◆ **PROBLEMS TO SOLVE**
- A) Based on the ironing guide, answer yes or no to each statement and quote the words that decide it: (i) A right-handed person should have the board's point on the left. (ii) The writer sprays starch on the left back of the shirt. (iii) Most cotton garments can handle medium to medium high heat.
- B) According to the ironing guide, what is the water jet for?
- C) Translate this sentence from the ironing guide into Spanish: "Try and smooth out the wrinkles with your hand first to get a good flat surface."
::: GIVEN TEXT :::
Step 4: Assume the position – The board’s point goes to your non dominant hand side.
Are you right handed? The point should be on your left. If you’re a southpaw, flip that around. You’re going to want your dominant hand working the iron while threading the armpit of your shirts / crotch of your pants on the point. Pulling the garment taught against the point will give you a flat surface to press, and having the iron on your right side (if right handed) gives you a place to put it that’s not covered by the shirt or pants. Plus, you can manipulate the iron more easily by not working away from your body, but across it. It’s like throwing a baseball or football.
Step 5: Turning knobs, pushing buttons – Pick your temp setting and turn your steam up
Most cotton garments can handle medium to medium high heat. Read those labels. Find your steam control knob and turn it up. The steam blast button is like a spin move in Madden. It’s your turbo boost. You become Bo, the wrinkles are a Tecmo Bowl defense. Use it at your discretion. The water jet is for mistakes. More on that later…
Step 6: Ironing – Manipulating the garment and using starch
Try and smooth out the wrinkles with your hand first to get a good flat surface. You’ll develop (or have already developed) your own order on how you attack a shirt, but here’s just one example on how to do it:
- Left Front Half (without buttons) – Use a few light spritzes of starch
- Left Back – I skip the starch. This is one advantage of always wearing a blazer or sportcoat
- Right Back – The shirt is being rotated around the board like a pig on a spit
- Right Front Half (with buttons) – A few more light spritzes of starch
- Right Back Sleeve – Smoothing out the wrinkles on sleeves takes practice. Starch can help.
- Right Front Sleeve – You might find that you’ve ironed in creases here.
- Left Back Sleeve – Same as #5
- Left Front Sleeve – Same as #6
- The collar – Flare it out or keep it folded. Up to you. I’ll often do the collar in thirds to set the shape.
::: LISTED ENTRIES :::
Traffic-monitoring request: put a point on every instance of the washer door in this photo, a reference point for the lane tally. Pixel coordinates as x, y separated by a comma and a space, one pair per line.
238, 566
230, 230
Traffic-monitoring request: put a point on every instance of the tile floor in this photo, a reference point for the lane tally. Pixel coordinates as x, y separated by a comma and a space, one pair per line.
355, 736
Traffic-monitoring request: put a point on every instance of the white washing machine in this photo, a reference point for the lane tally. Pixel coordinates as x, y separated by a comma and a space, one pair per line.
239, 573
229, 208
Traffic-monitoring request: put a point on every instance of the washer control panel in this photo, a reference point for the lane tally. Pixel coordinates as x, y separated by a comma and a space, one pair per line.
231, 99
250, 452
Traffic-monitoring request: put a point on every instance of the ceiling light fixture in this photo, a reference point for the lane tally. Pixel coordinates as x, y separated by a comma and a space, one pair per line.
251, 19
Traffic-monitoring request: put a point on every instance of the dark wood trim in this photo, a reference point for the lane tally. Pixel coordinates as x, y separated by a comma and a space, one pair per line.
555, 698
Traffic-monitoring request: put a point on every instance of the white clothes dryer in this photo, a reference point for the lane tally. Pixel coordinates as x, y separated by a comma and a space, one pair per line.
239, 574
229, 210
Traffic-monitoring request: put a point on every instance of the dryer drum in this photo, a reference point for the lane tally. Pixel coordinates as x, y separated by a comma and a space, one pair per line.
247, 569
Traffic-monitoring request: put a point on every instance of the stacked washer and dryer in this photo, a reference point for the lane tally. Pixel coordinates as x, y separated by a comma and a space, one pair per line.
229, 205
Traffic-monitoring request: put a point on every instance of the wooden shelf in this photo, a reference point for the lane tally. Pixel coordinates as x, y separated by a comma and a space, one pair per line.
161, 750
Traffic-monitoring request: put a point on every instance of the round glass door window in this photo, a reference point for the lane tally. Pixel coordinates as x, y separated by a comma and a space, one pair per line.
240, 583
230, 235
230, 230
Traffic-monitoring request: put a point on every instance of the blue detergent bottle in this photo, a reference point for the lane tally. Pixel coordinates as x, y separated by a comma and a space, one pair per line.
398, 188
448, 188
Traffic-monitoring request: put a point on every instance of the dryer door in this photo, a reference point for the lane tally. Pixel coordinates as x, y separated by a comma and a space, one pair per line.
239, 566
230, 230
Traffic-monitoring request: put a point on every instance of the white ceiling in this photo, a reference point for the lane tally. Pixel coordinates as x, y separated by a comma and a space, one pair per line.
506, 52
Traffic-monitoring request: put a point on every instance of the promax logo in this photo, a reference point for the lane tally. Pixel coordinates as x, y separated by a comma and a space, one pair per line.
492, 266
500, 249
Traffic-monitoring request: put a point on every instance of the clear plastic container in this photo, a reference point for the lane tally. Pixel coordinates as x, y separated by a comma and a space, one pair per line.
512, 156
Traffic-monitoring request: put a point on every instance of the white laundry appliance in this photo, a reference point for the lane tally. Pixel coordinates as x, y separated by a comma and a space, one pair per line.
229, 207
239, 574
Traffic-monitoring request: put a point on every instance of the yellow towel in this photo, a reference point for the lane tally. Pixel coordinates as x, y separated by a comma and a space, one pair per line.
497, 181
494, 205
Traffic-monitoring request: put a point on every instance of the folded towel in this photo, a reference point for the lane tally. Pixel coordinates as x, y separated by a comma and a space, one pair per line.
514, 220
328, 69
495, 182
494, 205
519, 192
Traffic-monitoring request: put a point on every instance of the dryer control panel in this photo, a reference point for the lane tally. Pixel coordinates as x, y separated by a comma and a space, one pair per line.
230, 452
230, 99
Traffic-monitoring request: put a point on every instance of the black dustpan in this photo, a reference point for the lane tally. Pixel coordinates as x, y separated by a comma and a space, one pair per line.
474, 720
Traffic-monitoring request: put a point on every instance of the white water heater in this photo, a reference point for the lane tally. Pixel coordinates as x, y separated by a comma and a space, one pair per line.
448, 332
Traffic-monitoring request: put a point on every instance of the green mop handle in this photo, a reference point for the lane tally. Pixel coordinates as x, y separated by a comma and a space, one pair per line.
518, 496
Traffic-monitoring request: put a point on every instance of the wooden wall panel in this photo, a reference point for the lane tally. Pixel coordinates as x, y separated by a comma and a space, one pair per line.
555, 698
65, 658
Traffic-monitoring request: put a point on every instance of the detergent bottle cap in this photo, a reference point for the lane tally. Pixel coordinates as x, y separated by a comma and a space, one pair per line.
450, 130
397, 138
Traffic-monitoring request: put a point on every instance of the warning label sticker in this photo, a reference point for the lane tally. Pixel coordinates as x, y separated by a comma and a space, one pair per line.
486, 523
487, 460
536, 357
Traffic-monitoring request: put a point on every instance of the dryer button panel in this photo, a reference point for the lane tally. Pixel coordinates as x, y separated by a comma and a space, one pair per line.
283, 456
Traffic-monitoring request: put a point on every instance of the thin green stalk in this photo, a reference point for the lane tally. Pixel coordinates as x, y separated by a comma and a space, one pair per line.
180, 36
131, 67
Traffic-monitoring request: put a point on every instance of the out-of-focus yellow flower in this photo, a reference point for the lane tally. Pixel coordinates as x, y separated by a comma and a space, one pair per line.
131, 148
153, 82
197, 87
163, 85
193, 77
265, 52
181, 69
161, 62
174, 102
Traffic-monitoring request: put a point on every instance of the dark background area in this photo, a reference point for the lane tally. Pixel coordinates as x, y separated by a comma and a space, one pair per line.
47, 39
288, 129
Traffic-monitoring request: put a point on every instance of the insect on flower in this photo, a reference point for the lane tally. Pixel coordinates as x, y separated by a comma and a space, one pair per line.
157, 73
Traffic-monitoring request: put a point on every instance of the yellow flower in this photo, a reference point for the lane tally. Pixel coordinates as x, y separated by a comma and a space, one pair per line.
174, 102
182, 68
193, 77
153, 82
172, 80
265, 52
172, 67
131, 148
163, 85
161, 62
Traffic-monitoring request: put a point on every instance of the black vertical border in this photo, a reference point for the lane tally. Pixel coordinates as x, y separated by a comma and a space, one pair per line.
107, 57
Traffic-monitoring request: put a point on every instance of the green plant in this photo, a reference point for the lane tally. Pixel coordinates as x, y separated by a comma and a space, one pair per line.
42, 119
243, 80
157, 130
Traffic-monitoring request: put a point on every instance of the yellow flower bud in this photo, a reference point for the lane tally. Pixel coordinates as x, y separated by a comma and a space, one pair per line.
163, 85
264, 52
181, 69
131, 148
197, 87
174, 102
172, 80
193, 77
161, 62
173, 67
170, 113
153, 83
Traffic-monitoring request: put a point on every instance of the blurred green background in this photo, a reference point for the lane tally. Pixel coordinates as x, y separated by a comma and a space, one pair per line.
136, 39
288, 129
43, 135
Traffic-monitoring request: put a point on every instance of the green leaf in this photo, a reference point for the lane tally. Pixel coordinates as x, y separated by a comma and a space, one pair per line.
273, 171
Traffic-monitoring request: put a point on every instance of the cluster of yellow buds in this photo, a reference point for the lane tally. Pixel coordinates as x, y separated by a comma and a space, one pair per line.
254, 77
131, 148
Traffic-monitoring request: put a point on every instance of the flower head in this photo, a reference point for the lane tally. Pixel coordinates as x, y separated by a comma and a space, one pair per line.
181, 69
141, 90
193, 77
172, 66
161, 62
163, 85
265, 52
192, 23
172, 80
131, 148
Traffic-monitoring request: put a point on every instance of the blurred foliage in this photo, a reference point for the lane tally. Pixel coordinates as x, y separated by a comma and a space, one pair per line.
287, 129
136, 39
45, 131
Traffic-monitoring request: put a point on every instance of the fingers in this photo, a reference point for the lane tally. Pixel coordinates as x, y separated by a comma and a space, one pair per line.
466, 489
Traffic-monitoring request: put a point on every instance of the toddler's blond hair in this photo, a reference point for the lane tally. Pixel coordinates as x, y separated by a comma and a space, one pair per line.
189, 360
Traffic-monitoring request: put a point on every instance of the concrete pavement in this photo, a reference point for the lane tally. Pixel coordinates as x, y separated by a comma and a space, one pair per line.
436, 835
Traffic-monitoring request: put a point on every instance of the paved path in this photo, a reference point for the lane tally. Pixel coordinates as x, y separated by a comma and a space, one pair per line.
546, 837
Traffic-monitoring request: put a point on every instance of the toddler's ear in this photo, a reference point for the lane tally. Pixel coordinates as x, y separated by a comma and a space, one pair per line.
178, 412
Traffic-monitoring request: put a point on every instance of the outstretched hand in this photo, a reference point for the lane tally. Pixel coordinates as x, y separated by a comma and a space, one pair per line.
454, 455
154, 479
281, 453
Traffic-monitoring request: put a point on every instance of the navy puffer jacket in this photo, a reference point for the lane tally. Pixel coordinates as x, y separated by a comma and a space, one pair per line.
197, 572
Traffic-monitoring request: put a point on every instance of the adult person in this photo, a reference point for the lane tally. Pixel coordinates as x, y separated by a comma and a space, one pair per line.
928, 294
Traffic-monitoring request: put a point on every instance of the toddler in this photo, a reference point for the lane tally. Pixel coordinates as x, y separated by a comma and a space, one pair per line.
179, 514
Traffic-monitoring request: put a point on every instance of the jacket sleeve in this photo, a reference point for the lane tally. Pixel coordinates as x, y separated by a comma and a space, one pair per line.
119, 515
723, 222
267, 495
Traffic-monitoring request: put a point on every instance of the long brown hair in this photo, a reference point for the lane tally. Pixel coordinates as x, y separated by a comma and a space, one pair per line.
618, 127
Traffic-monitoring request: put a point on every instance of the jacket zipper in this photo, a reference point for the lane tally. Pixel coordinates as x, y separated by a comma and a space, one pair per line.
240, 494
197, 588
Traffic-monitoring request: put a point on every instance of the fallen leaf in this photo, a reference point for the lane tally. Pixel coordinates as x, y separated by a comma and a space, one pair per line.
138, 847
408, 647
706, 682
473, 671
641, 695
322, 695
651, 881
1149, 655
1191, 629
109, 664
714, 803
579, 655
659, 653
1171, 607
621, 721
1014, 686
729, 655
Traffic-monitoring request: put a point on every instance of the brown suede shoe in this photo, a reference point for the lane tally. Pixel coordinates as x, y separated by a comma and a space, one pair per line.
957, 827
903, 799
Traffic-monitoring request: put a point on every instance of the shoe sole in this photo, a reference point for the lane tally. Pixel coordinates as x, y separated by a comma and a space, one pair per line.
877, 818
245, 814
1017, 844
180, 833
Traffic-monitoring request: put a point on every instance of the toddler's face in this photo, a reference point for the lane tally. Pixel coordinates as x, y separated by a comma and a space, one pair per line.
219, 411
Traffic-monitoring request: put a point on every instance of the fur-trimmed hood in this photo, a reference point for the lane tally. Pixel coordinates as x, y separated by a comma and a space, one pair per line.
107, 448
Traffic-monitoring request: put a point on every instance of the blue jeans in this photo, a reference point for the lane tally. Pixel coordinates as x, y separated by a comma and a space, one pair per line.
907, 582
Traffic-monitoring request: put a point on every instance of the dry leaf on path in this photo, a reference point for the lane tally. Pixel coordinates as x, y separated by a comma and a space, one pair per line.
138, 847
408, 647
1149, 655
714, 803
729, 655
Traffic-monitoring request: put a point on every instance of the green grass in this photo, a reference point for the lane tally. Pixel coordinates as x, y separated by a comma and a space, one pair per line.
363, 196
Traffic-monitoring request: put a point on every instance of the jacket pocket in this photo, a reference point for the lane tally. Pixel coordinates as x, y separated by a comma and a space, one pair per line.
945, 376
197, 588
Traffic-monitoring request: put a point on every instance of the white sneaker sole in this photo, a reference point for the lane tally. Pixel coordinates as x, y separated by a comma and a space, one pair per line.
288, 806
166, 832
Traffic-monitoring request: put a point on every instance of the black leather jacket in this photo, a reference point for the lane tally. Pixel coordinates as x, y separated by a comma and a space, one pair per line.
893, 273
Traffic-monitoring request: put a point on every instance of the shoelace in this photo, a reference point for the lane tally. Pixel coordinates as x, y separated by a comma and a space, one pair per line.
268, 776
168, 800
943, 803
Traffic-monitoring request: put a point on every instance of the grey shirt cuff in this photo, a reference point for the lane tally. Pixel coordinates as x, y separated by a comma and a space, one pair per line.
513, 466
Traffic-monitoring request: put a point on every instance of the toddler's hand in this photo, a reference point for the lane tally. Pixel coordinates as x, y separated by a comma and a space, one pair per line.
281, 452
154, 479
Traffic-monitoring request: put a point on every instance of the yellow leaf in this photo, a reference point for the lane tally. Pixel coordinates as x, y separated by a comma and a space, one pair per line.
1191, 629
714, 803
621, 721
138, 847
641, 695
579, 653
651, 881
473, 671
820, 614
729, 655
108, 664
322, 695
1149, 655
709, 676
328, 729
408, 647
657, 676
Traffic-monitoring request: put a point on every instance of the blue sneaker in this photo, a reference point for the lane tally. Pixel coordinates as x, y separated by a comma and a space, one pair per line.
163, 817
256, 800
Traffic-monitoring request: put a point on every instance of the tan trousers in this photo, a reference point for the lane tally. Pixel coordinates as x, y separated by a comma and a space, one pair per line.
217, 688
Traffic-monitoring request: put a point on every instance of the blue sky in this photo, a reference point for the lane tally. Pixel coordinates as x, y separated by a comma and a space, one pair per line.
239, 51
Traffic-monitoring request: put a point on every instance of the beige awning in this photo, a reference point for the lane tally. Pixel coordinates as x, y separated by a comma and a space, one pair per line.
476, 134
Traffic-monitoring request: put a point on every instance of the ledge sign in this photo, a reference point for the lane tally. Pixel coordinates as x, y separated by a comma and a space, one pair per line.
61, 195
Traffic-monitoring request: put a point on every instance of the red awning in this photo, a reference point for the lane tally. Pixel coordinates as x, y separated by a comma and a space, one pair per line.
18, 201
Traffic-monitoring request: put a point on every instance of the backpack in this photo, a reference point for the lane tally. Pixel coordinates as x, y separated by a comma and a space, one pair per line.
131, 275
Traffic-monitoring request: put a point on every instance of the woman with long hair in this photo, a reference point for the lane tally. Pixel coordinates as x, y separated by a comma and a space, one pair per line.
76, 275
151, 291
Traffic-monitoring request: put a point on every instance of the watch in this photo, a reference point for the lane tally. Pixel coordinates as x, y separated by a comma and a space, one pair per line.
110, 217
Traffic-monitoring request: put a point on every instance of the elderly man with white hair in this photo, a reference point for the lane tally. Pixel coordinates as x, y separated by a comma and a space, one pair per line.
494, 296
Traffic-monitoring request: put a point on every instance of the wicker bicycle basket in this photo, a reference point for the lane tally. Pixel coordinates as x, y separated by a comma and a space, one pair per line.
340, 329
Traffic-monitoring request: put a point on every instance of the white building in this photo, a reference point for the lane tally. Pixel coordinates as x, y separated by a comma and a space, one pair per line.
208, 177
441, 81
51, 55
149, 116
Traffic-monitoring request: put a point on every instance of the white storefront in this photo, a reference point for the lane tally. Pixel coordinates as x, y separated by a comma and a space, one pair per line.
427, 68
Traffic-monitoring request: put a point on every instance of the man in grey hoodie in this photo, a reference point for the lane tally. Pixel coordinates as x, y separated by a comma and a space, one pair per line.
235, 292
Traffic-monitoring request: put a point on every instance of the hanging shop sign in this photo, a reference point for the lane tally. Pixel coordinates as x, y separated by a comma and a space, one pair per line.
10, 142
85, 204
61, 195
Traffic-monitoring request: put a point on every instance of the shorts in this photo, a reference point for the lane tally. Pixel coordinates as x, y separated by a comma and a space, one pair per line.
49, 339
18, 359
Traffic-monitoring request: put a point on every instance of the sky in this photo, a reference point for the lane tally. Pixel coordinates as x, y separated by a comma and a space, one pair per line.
:::
◆ **ANSWERS TO THE EXERCISE**
- A)
(i) Yes: "Are you right handed? The point should be on your left."
(ii) No: "Left Back – I skip the starch."
(iii) Yes: "Most cotton garments can handle medium to medium high heat."

- B) Mistakes.

- C) Intenta primero alisar las arrugas con la mano para conseguir una buena superficie plana.